** Start RECORDS FOR THIS EXERCISE **
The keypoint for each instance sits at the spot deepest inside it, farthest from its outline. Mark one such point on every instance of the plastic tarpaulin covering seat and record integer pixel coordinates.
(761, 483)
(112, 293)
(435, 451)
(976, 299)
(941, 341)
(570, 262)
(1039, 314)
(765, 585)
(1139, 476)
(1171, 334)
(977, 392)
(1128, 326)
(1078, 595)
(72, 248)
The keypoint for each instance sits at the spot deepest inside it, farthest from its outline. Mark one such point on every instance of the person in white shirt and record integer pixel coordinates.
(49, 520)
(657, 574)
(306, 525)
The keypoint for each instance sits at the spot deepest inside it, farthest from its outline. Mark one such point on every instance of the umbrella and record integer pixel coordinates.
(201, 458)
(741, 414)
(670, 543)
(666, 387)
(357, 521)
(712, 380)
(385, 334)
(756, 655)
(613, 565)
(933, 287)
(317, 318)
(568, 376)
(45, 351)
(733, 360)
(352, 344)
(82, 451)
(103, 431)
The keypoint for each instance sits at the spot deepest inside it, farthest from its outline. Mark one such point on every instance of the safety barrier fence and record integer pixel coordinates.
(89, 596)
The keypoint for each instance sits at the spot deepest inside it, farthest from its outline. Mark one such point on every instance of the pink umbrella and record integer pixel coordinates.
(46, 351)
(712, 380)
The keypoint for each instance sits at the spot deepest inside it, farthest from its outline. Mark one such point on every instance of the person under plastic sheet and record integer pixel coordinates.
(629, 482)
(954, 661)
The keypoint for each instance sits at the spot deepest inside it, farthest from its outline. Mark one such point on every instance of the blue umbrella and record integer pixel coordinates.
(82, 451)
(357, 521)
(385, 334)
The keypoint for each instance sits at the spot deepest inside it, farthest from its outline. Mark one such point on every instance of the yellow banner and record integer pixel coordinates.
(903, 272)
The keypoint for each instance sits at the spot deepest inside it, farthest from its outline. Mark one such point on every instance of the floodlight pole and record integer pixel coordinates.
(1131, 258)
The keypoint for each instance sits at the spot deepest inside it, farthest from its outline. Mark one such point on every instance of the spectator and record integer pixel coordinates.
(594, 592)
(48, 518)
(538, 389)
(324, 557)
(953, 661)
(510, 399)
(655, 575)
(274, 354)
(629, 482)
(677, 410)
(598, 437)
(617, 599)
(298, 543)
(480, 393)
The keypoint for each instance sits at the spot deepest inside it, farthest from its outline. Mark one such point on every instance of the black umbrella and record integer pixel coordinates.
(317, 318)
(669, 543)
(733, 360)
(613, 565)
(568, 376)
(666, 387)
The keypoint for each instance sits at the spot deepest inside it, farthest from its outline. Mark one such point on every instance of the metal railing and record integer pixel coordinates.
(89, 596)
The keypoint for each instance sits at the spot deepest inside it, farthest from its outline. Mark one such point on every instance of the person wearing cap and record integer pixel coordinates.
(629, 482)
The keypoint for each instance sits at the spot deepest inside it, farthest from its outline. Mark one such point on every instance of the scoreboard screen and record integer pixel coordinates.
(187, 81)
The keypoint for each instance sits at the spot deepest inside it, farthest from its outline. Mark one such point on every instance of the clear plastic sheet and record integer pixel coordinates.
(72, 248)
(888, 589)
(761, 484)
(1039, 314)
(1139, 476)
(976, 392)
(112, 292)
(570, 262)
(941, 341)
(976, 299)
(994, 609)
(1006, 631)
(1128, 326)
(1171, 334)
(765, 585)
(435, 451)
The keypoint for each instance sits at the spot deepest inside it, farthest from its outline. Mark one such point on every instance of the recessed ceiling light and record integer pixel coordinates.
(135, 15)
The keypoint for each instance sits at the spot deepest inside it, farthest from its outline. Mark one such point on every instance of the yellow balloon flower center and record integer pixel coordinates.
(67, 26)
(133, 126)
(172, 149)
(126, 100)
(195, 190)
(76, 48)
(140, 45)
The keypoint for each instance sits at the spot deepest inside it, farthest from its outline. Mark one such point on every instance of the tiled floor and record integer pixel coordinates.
** End RECORDS FOR THIS EXERCISE **
AIM OF THE EXERCISE:
Retype, without any alteration, the lines above from the one containing "fence and record integer pixel coordinates." through the one containing "(1131, 258)", including both of those lines.

RESULT FOR THIS TASK:
The keypoint for each instance sits at the spot deepest inside it, farthest from its outline. Mark one such point on every instance of the safety barrier fence and record integer pixel coordinates.
(89, 596)
The keypoint for each instance sits at the spot deepest inside it, farthest from its outline. Mark one such point on every instance of the pink umbrella and record integer pixel coordinates.
(46, 351)
(712, 380)
The keypoint for each instance sits at the spot deepest inside it, farthest from its outline. Mark one such point on every instance of the person under plastic sheet and record integer pixel coordinates.
(629, 482)
(954, 661)
The keypoint for each instance sits at the spot deepest inside it, farthest from its outline. Mark one such point on every instance of the blue umbrella and record integer pixel coordinates.
(82, 451)
(357, 521)
(385, 334)
The keypoint for each instance sits at the spot deepest inside it, farthest from its outline. Mark one such point on every instance of the yellow banner and record integer pixel coordinates.
(903, 272)
The keypoint for each instance sits at the spot deepest inside it, farthest from its outline. Mark one such point on every instance of the floodlight pole and record integer pixel coordinates.
(1131, 258)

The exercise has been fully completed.